Phrase grounding data

• • •

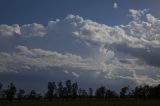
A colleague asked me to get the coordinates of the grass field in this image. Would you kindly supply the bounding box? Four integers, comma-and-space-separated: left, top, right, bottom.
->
1, 99, 160, 106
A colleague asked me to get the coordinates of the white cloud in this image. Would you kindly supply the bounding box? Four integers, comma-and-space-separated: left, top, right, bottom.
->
1, 10, 160, 86
0, 45, 110, 72
0, 23, 45, 37
21, 23, 46, 37
64, 70, 69, 74
63, 70, 80, 78
146, 13, 157, 24
71, 71, 79, 78
129, 9, 148, 21
113, 2, 118, 9
93, 47, 115, 63
0, 24, 21, 37
0, 45, 159, 86
117, 74, 160, 86
1, 11, 160, 49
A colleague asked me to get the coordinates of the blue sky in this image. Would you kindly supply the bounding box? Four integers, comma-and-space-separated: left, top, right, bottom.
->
1, 0, 160, 25
1, 0, 160, 92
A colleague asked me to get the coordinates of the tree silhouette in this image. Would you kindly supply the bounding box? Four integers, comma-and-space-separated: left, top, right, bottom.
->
28, 90, 37, 99
0, 82, 2, 91
88, 88, 93, 98
95, 86, 106, 99
72, 82, 78, 98
120, 86, 129, 98
132, 85, 148, 98
46, 82, 57, 101
105, 89, 118, 99
0, 83, 3, 100
5, 83, 17, 101
65, 80, 72, 97
17, 89, 25, 101
58, 82, 63, 98
78, 88, 83, 97
2, 80, 160, 101
148, 84, 160, 98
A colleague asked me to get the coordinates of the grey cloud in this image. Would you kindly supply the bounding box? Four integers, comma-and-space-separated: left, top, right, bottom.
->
112, 43, 160, 67
0, 45, 111, 72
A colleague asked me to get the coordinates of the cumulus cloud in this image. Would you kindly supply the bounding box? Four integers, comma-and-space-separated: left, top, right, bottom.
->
129, 9, 148, 21
0, 23, 46, 37
1, 9, 160, 86
21, 23, 46, 37
0, 24, 21, 37
1, 10, 160, 49
146, 13, 157, 24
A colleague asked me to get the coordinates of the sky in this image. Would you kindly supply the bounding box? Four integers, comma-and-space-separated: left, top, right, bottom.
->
1, 0, 160, 92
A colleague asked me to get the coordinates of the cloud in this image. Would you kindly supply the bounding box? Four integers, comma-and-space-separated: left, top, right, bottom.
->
129, 9, 148, 21
116, 74, 160, 86
0, 23, 46, 37
146, 13, 157, 24
64, 70, 69, 74
69, 11, 160, 49
0, 45, 159, 86
63, 70, 79, 77
71, 71, 79, 78
0, 24, 21, 37
0, 45, 113, 73
21, 23, 46, 37
1, 10, 160, 86
113, 2, 118, 9
1, 11, 160, 49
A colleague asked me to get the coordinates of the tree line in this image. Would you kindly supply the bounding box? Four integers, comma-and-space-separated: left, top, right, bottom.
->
0, 80, 160, 101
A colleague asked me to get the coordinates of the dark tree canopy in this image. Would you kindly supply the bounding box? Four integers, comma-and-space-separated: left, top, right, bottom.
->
0, 81, 160, 101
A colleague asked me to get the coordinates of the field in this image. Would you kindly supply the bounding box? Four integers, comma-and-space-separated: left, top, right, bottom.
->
1, 99, 160, 106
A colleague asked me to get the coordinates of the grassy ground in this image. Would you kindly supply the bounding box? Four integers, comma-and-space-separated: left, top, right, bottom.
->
0, 99, 160, 106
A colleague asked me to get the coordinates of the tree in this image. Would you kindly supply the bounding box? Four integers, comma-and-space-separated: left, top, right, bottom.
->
131, 85, 150, 98
46, 81, 57, 100
120, 86, 129, 98
88, 88, 93, 97
95, 86, 106, 99
62, 87, 68, 99
0, 83, 3, 99
78, 88, 83, 97
0, 82, 2, 91
82, 89, 88, 97
17, 89, 25, 101
148, 84, 160, 98
105, 89, 118, 99
141, 85, 150, 98
72, 82, 78, 98
58, 82, 63, 98
65, 80, 72, 97
28, 90, 37, 99
5, 83, 17, 101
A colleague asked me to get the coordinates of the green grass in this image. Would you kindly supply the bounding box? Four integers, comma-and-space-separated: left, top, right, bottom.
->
1, 99, 160, 106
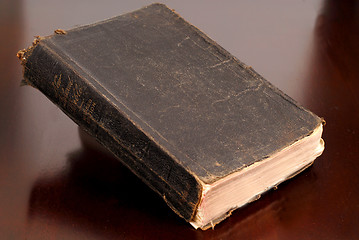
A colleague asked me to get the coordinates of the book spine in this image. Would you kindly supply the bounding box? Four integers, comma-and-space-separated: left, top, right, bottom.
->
22, 42, 201, 221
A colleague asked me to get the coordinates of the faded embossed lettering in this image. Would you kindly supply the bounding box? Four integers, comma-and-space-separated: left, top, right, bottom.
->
52, 74, 62, 97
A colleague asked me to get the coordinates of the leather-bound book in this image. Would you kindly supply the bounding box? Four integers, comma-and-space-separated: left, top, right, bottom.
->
18, 3, 324, 230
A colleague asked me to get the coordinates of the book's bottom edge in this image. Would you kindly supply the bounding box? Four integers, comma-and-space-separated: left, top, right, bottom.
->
191, 160, 316, 231
190, 124, 325, 230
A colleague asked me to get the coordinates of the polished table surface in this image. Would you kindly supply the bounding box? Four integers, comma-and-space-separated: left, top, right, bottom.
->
1, 0, 359, 239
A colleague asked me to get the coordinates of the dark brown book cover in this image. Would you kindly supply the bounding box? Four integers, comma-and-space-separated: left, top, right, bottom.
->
18, 3, 324, 229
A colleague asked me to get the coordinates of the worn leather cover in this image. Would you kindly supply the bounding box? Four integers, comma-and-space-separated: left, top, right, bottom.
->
21, 3, 322, 223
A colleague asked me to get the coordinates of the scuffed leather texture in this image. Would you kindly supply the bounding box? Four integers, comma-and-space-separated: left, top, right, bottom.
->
22, 3, 321, 221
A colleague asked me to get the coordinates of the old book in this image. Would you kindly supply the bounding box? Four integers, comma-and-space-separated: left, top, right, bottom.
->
18, 3, 324, 230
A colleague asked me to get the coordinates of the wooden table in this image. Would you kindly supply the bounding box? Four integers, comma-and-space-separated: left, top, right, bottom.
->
1, 0, 358, 239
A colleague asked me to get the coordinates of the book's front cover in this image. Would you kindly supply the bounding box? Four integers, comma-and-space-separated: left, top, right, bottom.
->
40, 4, 321, 183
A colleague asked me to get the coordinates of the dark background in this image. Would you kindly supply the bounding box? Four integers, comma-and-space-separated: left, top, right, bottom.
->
1, 0, 359, 239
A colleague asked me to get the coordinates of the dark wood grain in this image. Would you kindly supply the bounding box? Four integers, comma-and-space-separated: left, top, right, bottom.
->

• • •

REQUIRED ACTION - The answer must be the line containing "the dark wood" and every line after it through the last line of the records above, repeated exactly.

SOLVED EXERCISE -
A colleague asked me to get the coordinates of the dark wood grain in this image. Would you kindly supply the bounding box? Four integers, comma-and-space-separated: left, top, right, bottom.
->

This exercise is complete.